* _PROVIDED TEXT_
------------

Edwin Barker is an American double bass player who graduated from the New England Conservatory. He is Principal Double Bass with the Boston Symphony Orchestra and Associate Professor of Music at Boston University College of Fine Arts. [1]
Barker graduated with honors from the New England Conservatory in 1976, where he studied double bass with Henry Portnoi. That same year, while a member of the Chicago Symphony, he was appointed at age twenty-two to the position of principal bassist of the Boston Symphony Orchestra. Barker is a sought-after solo/ensemble performer and musician, having performed all around in the world in North America, Europe and, Asia.

------------

* _EXTRACTED INFORMATION_
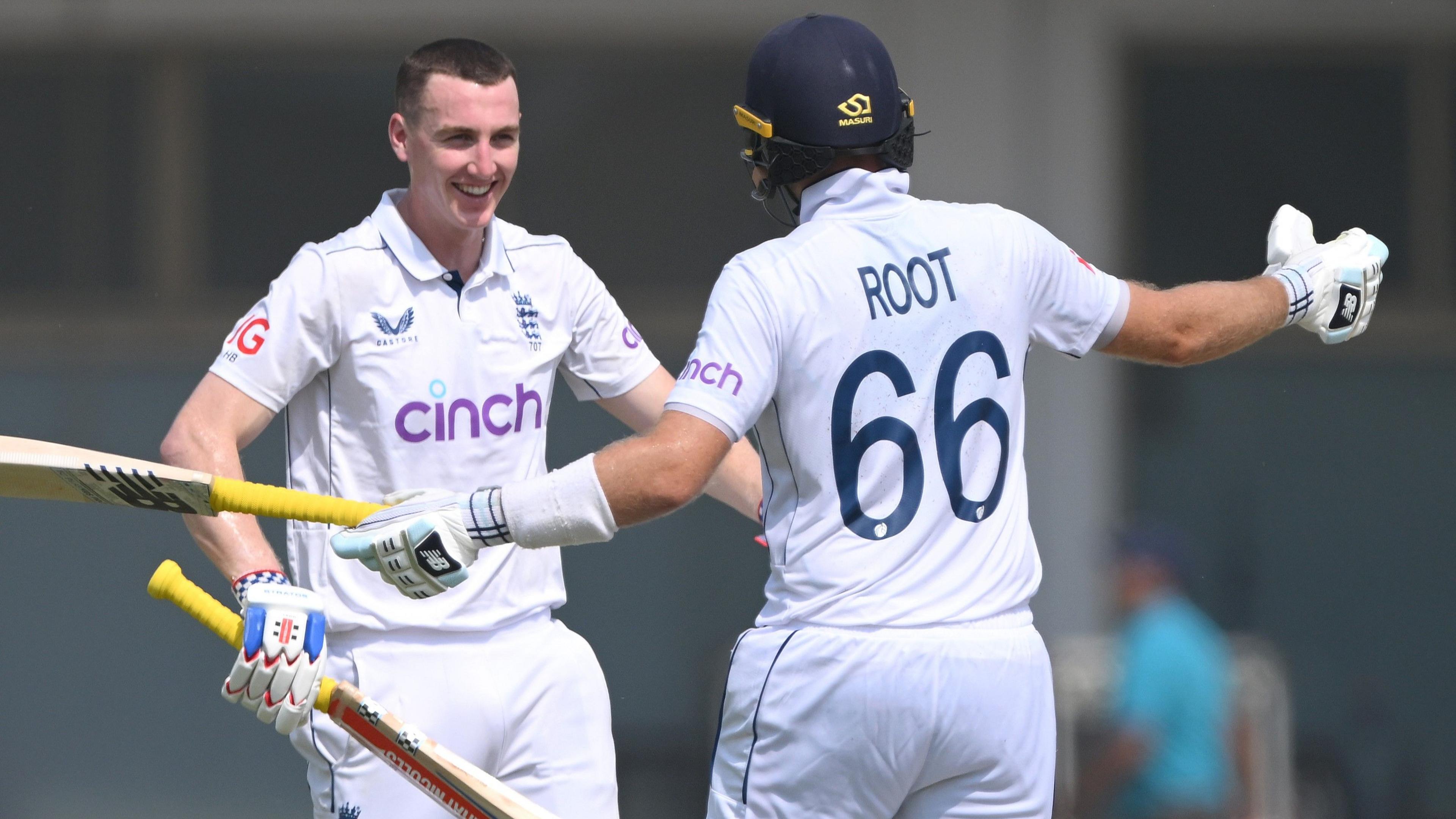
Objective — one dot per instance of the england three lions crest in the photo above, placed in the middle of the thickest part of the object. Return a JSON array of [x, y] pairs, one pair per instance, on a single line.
[[528, 318]]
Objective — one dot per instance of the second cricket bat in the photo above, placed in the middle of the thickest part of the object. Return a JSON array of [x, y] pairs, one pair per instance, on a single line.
[[455, 784], [53, 471]]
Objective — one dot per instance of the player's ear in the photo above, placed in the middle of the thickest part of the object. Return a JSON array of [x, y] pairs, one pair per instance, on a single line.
[[398, 136]]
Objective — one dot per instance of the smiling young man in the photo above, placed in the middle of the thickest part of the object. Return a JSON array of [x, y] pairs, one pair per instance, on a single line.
[[420, 349], [879, 350]]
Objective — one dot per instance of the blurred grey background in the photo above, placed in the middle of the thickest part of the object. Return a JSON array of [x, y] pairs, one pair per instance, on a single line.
[[166, 158]]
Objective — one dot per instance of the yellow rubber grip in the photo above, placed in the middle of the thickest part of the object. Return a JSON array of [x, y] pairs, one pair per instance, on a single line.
[[168, 583], [277, 502]]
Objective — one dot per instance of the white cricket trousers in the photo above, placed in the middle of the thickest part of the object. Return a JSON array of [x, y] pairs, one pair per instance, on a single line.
[[879, 723], [525, 703]]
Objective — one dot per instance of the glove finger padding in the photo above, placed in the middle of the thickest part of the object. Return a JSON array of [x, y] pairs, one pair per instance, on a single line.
[[1289, 234], [1350, 283], [421, 547], [279, 668]]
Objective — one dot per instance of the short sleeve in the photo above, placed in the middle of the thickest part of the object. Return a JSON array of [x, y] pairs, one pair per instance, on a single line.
[[1071, 302], [287, 339], [1149, 682], [606, 356], [736, 363]]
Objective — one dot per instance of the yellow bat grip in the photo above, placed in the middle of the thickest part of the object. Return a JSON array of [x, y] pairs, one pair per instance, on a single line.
[[277, 502], [168, 583]]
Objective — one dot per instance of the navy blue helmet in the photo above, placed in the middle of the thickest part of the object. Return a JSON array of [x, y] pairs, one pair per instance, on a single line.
[[819, 88]]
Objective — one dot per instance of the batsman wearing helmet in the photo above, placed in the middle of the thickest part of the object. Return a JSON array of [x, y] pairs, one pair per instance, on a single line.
[[879, 352]]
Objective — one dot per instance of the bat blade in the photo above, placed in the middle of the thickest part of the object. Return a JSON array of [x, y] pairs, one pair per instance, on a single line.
[[52, 471], [455, 784]]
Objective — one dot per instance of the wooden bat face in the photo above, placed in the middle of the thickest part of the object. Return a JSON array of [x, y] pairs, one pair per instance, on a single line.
[[52, 471], [458, 786]]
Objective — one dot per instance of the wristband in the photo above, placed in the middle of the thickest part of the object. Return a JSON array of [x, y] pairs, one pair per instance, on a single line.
[[1298, 291], [563, 508], [487, 519], [263, 576]]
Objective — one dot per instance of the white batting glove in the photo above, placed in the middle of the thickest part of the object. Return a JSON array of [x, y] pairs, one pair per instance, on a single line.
[[282, 662], [1331, 288], [427, 543]]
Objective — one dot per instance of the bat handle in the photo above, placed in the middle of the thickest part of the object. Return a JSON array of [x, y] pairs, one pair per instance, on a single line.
[[168, 583], [276, 502]]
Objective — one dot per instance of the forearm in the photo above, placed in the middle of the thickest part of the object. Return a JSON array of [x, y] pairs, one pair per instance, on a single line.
[[1199, 322], [739, 480], [234, 543], [650, 476]]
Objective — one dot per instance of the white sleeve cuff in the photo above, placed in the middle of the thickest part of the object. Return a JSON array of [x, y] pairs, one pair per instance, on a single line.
[[563, 508], [702, 416], [1114, 325]]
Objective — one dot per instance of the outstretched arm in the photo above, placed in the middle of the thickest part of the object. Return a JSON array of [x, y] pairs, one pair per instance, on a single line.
[[653, 474], [210, 432], [739, 478], [1329, 289], [1199, 322]]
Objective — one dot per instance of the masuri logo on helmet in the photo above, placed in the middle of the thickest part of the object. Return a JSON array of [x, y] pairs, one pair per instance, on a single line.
[[857, 110]]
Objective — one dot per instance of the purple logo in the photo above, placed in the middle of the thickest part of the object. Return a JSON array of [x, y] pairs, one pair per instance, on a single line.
[[419, 420], [711, 374]]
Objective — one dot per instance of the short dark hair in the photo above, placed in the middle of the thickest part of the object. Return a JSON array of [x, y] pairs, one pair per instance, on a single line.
[[456, 57]]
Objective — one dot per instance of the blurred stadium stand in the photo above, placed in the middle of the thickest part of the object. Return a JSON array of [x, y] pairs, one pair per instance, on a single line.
[[169, 156]]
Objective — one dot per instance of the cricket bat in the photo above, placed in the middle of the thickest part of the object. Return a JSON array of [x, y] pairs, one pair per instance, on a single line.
[[53, 471], [458, 786]]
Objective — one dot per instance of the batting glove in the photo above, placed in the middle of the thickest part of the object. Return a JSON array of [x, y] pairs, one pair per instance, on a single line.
[[1331, 288], [428, 540], [282, 662]]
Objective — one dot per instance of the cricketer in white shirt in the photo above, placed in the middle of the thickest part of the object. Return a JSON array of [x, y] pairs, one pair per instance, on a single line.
[[879, 352], [391, 375]]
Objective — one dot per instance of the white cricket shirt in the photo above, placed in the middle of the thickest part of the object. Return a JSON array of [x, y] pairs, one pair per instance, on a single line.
[[879, 350], [392, 377]]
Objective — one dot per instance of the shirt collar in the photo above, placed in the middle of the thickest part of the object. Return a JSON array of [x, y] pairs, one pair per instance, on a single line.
[[857, 194], [414, 254]]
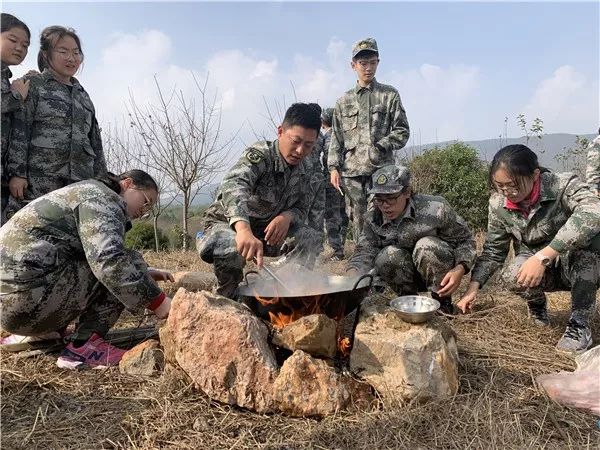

------------

* _REQUESTS_
[1] Answer these from the Edwin Barker text:
(a) What title does Barker hold at Boston University College of Fine Arts?
(b) Who taught Barker double bass at the New England Conservatory?
(c) How old was Barker when he was appointed principal bassist of the Boston Symphony Orchestra?
[2] Format the rows from the line with "Objective — one dot per instance of the smiling" to the line with "[[420, 349], [879, 350]]" as a two-column CSV with the headers instruction and points. Give one CSV line per row, quote each field, and replace line breaks with spaces.

* _ANSWERS FOR THE TASKS_
[1]
(a) Associate Professor of Music
(b) Henry Portnoi
(c) Twenty-two

[2]
instruction,points
"Objective — one dot per instance of the smiling young man in the photo above, placed in the middle of the thickest part of the object. Return a JSON array of [x, y] pairs, one pair per instance, on a single line.","[[420, 349], [879, 350]]"